[SOURCE RECORDS]
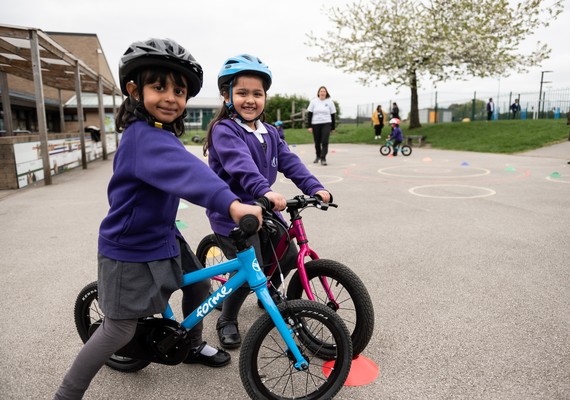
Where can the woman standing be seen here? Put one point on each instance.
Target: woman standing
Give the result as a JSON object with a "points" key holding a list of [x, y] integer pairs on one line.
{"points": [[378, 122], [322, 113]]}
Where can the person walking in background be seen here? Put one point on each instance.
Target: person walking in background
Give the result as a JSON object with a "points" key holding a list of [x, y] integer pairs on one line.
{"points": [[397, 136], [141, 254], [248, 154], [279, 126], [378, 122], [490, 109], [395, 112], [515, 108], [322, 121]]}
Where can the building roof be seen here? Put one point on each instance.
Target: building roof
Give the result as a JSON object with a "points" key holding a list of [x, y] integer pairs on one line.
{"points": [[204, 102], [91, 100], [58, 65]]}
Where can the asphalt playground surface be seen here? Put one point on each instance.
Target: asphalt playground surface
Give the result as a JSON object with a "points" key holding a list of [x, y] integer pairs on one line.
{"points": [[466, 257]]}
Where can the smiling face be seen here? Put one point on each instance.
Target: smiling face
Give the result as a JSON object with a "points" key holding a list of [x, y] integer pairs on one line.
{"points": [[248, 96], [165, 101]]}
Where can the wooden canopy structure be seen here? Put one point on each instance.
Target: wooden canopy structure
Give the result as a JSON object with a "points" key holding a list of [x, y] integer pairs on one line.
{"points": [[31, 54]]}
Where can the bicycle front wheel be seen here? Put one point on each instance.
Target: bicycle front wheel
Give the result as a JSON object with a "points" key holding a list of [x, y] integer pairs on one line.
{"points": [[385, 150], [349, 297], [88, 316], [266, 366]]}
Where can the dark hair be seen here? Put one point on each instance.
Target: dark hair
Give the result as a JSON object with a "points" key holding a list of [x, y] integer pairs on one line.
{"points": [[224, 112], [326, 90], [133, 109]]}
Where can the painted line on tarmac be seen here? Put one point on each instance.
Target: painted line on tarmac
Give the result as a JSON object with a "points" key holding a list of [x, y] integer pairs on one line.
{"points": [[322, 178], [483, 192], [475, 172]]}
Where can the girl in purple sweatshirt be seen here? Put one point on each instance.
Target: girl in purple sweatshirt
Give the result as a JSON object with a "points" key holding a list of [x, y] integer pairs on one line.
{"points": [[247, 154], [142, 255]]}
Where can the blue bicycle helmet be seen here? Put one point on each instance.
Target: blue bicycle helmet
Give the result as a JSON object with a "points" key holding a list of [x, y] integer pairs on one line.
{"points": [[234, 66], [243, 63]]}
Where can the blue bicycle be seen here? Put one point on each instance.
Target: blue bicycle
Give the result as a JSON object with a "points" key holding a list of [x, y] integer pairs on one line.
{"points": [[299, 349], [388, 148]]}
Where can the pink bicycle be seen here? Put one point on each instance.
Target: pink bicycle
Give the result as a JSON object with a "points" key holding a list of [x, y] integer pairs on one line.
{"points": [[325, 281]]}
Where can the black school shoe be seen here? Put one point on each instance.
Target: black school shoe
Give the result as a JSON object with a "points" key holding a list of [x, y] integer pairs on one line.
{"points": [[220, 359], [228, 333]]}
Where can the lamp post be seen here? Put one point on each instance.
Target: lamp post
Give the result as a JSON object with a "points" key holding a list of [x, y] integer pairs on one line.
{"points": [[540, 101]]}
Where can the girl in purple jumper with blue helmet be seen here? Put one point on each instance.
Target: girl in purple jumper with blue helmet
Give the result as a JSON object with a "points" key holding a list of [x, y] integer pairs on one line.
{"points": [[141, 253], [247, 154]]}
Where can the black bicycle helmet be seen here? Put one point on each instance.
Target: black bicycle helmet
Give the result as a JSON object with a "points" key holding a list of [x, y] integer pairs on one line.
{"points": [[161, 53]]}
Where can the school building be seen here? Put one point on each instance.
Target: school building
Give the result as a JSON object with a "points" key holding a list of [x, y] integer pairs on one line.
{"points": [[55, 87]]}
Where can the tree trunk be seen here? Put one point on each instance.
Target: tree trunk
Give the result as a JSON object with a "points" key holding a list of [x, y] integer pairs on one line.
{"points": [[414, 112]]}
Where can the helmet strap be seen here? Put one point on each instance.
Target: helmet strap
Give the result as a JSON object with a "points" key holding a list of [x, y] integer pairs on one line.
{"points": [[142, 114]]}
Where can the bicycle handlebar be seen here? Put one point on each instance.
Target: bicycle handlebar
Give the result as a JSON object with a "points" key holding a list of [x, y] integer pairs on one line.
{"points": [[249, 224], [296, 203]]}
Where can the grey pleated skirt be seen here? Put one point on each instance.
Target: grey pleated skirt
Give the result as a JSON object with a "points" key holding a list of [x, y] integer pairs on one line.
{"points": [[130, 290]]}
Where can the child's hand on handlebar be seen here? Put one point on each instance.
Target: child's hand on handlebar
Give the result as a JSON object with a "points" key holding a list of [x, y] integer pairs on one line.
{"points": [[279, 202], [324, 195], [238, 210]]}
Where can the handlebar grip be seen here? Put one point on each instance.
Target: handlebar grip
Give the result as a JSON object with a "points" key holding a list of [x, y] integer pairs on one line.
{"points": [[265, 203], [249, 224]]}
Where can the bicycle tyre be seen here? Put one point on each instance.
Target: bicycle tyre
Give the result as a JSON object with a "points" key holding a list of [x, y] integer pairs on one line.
[/SOURCE RECORDS]
◆ **WORK TO COMPLETE**: Write out exactly and only the lines that run from the start of the data above through the line containing "Target: person walking in background", leaving the pictures out.

◆ **EXERCISE OUTPUT**:
Where can the woman standing be seen here? Put one point on each instance.
Target: woman standing
Give the result as a JSON object with a "points" key holding a list of [x, y] integer pairs on one line.
{"points": [[378, 122], [322, 113]]}
Where can the person walking in background be seen here? Put one point on each instance.
Target: person walking in background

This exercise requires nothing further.